[Dataset rows showing where objects appear]
--- start ---
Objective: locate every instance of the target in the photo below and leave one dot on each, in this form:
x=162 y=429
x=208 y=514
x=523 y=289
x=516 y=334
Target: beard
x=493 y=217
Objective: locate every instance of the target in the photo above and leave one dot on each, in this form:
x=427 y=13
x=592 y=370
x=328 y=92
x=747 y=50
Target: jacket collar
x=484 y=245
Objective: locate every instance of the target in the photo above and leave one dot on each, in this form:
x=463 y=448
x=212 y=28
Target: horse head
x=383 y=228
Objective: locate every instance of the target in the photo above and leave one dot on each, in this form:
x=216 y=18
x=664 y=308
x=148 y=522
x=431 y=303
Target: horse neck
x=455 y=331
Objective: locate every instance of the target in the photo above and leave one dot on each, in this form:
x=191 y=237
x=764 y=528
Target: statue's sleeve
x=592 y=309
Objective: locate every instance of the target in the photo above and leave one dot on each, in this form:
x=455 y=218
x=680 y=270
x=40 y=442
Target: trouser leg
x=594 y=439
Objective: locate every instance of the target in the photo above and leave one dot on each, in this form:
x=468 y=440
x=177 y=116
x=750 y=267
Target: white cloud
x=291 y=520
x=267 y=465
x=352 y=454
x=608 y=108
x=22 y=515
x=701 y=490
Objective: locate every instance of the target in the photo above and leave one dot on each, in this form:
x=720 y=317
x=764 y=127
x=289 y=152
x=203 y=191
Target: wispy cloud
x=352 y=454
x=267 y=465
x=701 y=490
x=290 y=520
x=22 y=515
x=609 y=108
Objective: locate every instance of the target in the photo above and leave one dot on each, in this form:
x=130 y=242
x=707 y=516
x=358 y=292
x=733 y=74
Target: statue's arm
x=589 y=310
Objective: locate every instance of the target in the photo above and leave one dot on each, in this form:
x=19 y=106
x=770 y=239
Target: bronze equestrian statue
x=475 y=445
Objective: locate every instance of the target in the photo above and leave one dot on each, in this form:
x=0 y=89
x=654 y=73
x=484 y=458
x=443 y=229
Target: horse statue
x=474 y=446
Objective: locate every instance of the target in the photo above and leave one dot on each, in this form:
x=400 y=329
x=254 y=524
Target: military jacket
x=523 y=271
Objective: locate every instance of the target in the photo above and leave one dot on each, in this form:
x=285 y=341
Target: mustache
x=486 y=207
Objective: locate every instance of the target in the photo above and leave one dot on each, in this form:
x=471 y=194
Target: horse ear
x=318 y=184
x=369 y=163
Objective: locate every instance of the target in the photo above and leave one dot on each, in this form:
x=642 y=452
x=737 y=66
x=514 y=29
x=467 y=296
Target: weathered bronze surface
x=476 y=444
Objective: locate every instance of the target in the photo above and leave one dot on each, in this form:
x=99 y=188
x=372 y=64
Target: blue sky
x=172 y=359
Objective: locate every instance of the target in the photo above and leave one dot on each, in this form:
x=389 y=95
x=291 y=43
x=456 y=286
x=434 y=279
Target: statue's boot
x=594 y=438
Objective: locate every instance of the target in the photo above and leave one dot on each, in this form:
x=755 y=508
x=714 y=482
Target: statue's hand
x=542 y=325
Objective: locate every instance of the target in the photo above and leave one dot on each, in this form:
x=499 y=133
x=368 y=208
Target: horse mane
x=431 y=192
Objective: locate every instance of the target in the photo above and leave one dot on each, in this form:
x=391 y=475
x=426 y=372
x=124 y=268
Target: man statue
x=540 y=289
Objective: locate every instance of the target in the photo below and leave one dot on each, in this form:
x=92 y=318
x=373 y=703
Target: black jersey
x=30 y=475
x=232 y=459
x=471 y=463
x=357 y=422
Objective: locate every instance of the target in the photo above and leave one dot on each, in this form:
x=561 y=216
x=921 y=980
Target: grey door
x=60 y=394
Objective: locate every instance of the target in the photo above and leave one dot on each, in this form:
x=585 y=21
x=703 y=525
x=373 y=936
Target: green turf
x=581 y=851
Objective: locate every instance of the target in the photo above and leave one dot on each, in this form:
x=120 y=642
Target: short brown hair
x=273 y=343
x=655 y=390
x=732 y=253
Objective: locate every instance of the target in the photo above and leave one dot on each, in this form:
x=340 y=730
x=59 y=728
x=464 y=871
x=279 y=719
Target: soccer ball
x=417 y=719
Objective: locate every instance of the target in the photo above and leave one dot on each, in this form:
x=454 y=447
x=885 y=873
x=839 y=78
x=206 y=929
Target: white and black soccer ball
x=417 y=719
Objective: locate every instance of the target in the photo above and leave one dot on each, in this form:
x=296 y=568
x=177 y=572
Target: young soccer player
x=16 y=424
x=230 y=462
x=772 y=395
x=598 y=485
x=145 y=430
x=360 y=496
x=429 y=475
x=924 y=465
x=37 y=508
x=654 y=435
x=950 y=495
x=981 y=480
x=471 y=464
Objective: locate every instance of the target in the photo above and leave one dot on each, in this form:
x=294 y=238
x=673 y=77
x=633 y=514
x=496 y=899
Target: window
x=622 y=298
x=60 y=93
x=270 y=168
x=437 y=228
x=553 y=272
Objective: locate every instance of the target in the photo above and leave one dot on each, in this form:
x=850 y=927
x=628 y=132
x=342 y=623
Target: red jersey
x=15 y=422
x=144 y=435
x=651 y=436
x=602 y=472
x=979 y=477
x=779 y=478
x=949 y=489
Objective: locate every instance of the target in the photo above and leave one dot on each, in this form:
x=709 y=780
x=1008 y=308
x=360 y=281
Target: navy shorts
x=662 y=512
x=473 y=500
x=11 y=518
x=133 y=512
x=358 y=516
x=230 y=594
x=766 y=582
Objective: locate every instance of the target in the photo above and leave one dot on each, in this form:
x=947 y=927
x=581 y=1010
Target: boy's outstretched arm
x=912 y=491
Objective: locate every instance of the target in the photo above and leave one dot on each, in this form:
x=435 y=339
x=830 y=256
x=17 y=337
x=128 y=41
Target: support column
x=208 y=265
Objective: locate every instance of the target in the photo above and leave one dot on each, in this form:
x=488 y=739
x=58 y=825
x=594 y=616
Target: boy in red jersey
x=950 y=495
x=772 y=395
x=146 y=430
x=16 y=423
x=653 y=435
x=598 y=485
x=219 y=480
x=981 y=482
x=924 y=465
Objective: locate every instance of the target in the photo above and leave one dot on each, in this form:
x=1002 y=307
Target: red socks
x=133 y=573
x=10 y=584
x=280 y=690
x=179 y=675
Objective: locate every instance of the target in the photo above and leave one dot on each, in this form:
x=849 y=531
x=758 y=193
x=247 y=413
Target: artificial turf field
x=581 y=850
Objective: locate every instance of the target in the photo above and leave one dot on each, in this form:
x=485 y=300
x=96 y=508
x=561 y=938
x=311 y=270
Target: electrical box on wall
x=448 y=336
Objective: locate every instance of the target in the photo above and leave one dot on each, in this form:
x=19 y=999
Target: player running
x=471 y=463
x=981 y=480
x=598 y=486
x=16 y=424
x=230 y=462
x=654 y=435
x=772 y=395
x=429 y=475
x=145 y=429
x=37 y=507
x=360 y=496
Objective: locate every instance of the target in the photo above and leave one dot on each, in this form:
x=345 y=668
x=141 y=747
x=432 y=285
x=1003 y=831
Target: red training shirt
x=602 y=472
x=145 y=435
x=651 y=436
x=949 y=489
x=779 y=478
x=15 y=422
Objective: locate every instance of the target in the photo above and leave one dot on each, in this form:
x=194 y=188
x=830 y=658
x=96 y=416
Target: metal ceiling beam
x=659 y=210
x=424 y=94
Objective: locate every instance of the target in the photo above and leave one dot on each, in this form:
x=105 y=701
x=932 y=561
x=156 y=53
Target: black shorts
--- end ---
» **CHALLENGE**
Please copy the material from its beginning through the line holding "x=475 y=445", inclusive, replacing "horse" with "pony" and leaving everything else unchanged.

» **RESULT FOR THIS EXERCISE**
Objective: locate every instance of the target in the photo below and leave one dot on each, in this form:
x=162 y=429
x=208 y=514
x=523 y=289
x=516 y=334
Target: beard
x=493 y=217
Objective: locate every instance of the target in the photo above and leave one dot on each, in this form:
x=427 y=13
x=592 y=370
x=328 y=92
x=747 y=50
Target: jacket collar
x=484 y=245
Objective: locate every instance of the target in the photo above and leave one dot on each, in this form:
x=463 y=448
x=212 y=28
Target: pony head
x=383 y=228
Objective: locate every instance of the target in the photo above and leave one dot on each, in this form:
x=216 y=18
x=664 y=308
x=148 y=522
x=431 y=303
Target: pony neck
x=455 y=331
Objective: locate every instance of the target in the photo above and leave one dot on each, in this form:
x=191 y=237
x=764 y=528
Target: statue's sleeve
x=592 y=309
Objective: locate every instance of the target in the photo above and leave one dot on each, in this form:
x=455 y=218
x=680 y=270
x=40 y=442
Target: trouser leg
x=594 y=439
Objective: locate every instance of the target in the photo above and leave one dot on each, in this form:
x=468 y=440
x=177 y=116
x=750 y=267
Target: white cloud
x=291 y=520
x=267 y=465
x=352 y=454
x=608 y=108
x=22 y=515
x=701 y=490
Objective: locate every instance of the target in the photo above and leave one dot on each, in this form:
x=720 y=317
x=764 y=127
x=289 y=152
x=203 y=191
Target: wispy cloud
x=352 y=454
x=267 y=465
x=701 y=490
x=290 y=520
x=22 y=515
x=609 y=108
Objective: locate every instance of the target in the photo above and leave one dot on each, in this form:
x=130 y=242
x=707 y=516
x=358 y=292
x=733 y=74
Target: statue's arm
x=589 y=310
Objective: locate every instance of the target in the photo above and leave one dot on each, in this form:
x=19 y=106
x=770 y=239
Target: bronze equestrian statue
x=475 y=445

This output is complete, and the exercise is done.